▶ **Exercise goal**
From the first line to the last, output the material exactly.

▶ **Record excerpts**
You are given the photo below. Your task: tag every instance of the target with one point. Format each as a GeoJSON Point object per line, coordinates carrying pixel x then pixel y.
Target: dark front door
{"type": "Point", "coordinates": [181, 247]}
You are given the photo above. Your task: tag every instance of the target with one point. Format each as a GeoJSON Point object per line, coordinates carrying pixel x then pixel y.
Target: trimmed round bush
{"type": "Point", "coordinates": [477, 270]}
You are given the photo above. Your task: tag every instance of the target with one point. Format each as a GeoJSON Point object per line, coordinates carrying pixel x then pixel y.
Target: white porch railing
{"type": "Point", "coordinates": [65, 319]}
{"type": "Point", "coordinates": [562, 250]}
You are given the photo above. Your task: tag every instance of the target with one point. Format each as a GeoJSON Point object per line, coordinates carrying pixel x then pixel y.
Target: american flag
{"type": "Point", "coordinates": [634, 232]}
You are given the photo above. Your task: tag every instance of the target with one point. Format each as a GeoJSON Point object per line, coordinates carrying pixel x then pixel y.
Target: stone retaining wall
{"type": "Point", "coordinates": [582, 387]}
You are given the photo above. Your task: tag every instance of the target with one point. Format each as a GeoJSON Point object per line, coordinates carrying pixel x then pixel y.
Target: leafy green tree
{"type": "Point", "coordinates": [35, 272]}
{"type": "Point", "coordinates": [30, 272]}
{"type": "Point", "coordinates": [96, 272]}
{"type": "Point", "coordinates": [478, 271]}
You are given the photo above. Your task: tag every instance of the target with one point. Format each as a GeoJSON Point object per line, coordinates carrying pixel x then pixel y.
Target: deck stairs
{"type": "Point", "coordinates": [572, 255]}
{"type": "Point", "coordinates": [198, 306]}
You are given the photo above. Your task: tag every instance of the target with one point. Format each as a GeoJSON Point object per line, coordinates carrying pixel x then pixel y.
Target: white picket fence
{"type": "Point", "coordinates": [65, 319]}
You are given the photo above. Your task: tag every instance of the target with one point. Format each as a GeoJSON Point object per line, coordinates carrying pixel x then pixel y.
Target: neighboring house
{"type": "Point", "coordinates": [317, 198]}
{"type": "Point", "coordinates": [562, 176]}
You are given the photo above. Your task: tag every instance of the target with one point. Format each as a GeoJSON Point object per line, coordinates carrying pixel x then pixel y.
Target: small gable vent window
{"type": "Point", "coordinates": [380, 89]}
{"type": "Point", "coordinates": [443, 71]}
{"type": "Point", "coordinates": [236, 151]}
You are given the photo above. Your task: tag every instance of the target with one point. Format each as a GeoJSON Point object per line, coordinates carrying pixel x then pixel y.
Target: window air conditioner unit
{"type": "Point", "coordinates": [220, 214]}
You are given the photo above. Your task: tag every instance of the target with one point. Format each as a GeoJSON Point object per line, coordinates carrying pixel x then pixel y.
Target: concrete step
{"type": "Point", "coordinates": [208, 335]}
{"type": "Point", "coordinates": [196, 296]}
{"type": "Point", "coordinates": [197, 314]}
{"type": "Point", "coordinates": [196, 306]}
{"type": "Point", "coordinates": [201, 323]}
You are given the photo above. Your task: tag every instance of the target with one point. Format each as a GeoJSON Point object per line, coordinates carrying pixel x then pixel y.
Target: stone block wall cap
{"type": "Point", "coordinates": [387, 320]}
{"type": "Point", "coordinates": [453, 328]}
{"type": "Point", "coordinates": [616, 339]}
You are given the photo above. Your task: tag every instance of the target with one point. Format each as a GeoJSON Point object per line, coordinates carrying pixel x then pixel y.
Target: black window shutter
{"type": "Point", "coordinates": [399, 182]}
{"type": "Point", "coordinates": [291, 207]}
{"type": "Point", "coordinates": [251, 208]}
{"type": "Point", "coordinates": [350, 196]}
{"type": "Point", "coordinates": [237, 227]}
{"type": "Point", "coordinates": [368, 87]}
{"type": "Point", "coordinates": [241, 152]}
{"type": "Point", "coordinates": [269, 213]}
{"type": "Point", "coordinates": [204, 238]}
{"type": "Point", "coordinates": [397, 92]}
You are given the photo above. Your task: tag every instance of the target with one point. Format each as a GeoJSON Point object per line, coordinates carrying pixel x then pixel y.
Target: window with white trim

▶ **Solution for this task**
You are given the photo below. Your task: tag every instance of the target with one point. Format each as a GeoJSON Point object per line, coordinates carrying pixel x then pixel y.
Target: dark front door
{"type": "Point", "coordinates": [181, 247]}
You are given the photo above. Your task: tag every instance of the target with one point. Format each as a GeoJSON Point object per line, coordinates carrying pixel x then pixel y.
Target: trimmed round bush
{"type": "Point", "coordinates": [477, 270]}
You are given the photo above. Your task: tag every instance of the target with one point. Format each as a GeoJSON Point object per line, coordinates carrying pixel x then pixel y.
Target: white porch railing
{"type": "Point", "coordinates": [65, 319]}
{"type": "Point", "coordinates": [562, 250]}
You are given the photo above. Your task: tag every instance of the target with one point. Format each as a GeoJSON Point object per line, coordinates carrying pixel x then pixel y.
Target: american flag
{"type": "Point", "coordinates": [634, 232]}
You are given the photo above. Your task: tag every instance of the target with one point. Format each as a GeoJSON Point object per line, coordinates carrying pixel x then pixel y.
Target: stone retaining wall
{"type": "Point", "coordinates": [582, 387]}
You are given the photo above. Your task: tag every instance of the target with one point. Format each as a GeoJSON Point object per line, coordinates carrying pixel x then pixel y.
Target: leafy green tree
{"type": "Point", "coordinates": [35, 272]}
{"type": "Point", "coordinates": [30, 272]}
{"type": "Point", "coordinates": [96, 272]}
{"type": "Point", "coordinates": [478, 271]}
You are given the photo above. Your task: tag every instance of the target with one point. Format each as a GeoJSON Point object per line, coordinates carrying pixel x then pixel y.
Target: deck stairs
{"type": "Point", "coordinates": [572, 255]}
{"type": "Point", "coordinates": [198, 306]}
You are given the photo above. Your task: tag every instance of the target with one point. Format each as a GeoJSON Point object per line, coordinates carrying pixel x then pixel y.
Target: white picket fence
{"type": "Point", "coordinates": [65, 319]}
You are given the photo above. Your task: tag every instance of the target with one point. Format each as a GeoJSON Point object per line, coordinates carrying pixel x then pixel y.
Target: neighboring house
{"type": "Point", "coordinates": [317, 198]}
{"type": "Point", "coordinates": [562, 176]}
You are given the photo above. Your task: tag every instance of the target with one point. Format each as a GeoJSON Point object per line, coordinates carrying pixel x then pixel y.
Target: small gable vent window
{"type": "Point", "coordinates": [380, 89]}
{"type": "Point", "coordinates": [443, 71]}
{"type": "Point", "coordinates": [236, 151]}
You are given the photo above. Your task: tag every instance of the target with one point. Format each as a GeoJSON Point object per line, coordinates carrying pixel x then pixel y.
Target: window air conditioner unit
{"type": "Point", "coordinates": [220, 214]}
You are given the photo above. Your task: tag every instance of the target with one point. Format each as a GeoJSON Point object per line, coordinates carrying pixel x then pixel y.
Target: concrete step
{"type": "Point", "coordinates": [208, 335]}
{"type": "Point", "coordinates": [196, 296]}
{"type": "Point", "coordinates": [197, 314]}
{"type": "Point", "coordinates": [196, 306]}
{"type": "Point", "coordinates": [201, 323]}
You are given the photo above. Your task: tag every instance of the target with one point. Format each as a GeoJSON Point object per line, coordinates carrying pixel x then pixel y.
Target: stone block wall cap
{"type": "Point", "coordinates": [387, 320]}
{"type": "Point", "coordinates": [453, 328]}
{"type": "Point", "coordinates": [616, 339]}
You are given the photo above. Your task: tag every instance of the target with one point. Format each as a GeoJSON Point object per line, coordinates carrying pixel x then pixel y.
Target: black window shutter
{"type": "Point", "coordinates": [399, 182]}
{"type": "Point", "coordinates": [291, 207]}
{"type": "Point", "coordinates": [251, 208]}
{"type": "Point", "coordinates": [350, 196]}
{"type": "Point", "coordinates": [237, 227]}
{"type": "Point", "coordinates": [368, 87]}
{"type": "Point", "coordinates": [241, 152]}
{"type": "Point", "coordinates": [269, 213]}
{"type": "Point", "coordinates": [204, 238]}
{"type": "Point", "coordinates": [397, 92]}
You are given the photo above. Your task: tag every instance of the target with one point. Format each as a GeoJSON Point object per line, coordinates carrying pixel x then pixel y.
Target: window with white trim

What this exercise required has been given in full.